YOUR GOAL:
Within the material below, locate the line with "Within each instance, areas" and the line with "468 189 L 452", then return those two lines and all lines between them, exactly as written.

RECORDS TO USE:
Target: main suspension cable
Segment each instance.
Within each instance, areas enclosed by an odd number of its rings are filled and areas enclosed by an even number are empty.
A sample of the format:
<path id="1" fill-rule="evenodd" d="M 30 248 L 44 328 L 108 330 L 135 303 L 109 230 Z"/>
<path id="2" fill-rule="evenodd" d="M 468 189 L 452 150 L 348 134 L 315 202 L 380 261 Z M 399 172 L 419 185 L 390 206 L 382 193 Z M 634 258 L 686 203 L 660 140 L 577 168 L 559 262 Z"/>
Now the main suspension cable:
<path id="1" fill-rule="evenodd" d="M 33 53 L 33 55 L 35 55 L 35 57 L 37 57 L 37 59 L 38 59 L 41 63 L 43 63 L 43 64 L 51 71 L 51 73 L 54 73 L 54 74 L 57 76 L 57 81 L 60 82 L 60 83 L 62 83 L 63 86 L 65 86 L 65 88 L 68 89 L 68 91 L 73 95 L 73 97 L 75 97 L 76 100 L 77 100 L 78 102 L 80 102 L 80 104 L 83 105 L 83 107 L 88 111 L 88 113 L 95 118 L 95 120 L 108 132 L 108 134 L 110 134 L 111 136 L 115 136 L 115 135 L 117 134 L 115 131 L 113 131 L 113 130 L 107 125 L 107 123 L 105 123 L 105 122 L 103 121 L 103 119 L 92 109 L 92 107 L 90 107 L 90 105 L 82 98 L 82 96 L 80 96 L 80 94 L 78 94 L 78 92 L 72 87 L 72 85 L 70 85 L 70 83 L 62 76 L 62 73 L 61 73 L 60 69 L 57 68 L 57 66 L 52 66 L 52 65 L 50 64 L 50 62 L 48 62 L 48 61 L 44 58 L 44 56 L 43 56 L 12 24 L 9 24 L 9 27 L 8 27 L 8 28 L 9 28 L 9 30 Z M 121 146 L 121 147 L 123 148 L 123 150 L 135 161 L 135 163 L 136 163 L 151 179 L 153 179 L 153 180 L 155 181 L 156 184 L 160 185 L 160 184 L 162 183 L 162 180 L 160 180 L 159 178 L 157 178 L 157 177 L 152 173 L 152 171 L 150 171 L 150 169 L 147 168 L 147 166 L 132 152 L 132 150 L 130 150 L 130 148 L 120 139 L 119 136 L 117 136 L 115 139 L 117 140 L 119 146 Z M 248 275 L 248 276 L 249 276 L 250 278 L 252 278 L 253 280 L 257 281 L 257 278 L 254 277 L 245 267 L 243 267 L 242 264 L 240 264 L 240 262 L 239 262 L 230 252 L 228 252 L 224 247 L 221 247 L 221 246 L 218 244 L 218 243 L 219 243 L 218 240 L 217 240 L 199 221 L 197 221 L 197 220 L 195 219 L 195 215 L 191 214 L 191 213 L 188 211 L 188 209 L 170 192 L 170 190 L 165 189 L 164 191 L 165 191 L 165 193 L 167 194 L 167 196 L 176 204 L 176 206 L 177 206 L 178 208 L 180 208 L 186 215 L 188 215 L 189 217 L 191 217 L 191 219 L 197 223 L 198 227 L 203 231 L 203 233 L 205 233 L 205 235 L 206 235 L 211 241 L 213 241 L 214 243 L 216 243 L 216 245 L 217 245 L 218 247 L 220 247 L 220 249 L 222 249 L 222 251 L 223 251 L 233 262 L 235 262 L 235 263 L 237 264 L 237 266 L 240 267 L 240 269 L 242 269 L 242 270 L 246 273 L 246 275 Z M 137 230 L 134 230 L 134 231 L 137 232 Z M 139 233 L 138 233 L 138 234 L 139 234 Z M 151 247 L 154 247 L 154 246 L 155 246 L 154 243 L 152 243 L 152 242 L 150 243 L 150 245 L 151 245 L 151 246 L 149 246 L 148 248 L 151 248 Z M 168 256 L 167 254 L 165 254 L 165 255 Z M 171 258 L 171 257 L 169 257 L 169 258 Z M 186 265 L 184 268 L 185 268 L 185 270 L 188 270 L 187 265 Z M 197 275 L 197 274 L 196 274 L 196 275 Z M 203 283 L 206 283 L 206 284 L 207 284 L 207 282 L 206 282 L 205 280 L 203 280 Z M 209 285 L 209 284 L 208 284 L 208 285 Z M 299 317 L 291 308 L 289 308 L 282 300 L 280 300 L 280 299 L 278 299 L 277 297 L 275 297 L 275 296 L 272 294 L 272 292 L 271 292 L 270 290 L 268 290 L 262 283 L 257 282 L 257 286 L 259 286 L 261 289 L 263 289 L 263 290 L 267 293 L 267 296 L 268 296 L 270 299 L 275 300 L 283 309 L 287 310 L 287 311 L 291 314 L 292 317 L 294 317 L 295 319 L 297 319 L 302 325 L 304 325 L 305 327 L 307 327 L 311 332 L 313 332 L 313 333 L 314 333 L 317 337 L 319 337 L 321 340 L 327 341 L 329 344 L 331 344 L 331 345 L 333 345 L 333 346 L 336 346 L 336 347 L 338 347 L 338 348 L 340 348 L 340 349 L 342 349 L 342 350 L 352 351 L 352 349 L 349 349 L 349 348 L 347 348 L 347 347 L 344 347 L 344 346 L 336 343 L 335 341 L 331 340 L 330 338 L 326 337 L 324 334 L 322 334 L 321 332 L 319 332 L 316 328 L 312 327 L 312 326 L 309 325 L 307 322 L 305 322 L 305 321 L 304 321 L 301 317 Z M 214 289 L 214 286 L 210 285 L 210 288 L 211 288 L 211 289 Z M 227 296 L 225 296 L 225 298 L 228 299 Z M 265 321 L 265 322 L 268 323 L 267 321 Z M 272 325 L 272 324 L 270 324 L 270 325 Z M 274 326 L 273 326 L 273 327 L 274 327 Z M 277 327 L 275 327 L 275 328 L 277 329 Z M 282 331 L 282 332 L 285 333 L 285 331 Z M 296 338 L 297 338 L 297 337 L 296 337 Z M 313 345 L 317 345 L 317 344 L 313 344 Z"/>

RESPONSE BELOW:
Within each instance, areas enclosed by an odd number of its rings are filled and areas enclosed by an even number are empty.
A sample of the format:
<path id="1" fill-rule="evenodd" d="M 30 248 L 44 328 L 108 330 L 135 303 L 109 230 Z"/>
<path id="2" fill-rule="evenodd" d="M 468 189 L 452 150 L 348 134 L 315 202 L 380 261 Z M 399 172 L 419 185 L 390 206 L 382 193 Z M 634 258 L 686 203 L 660 140 L 577 168 L 559 262 Z"/>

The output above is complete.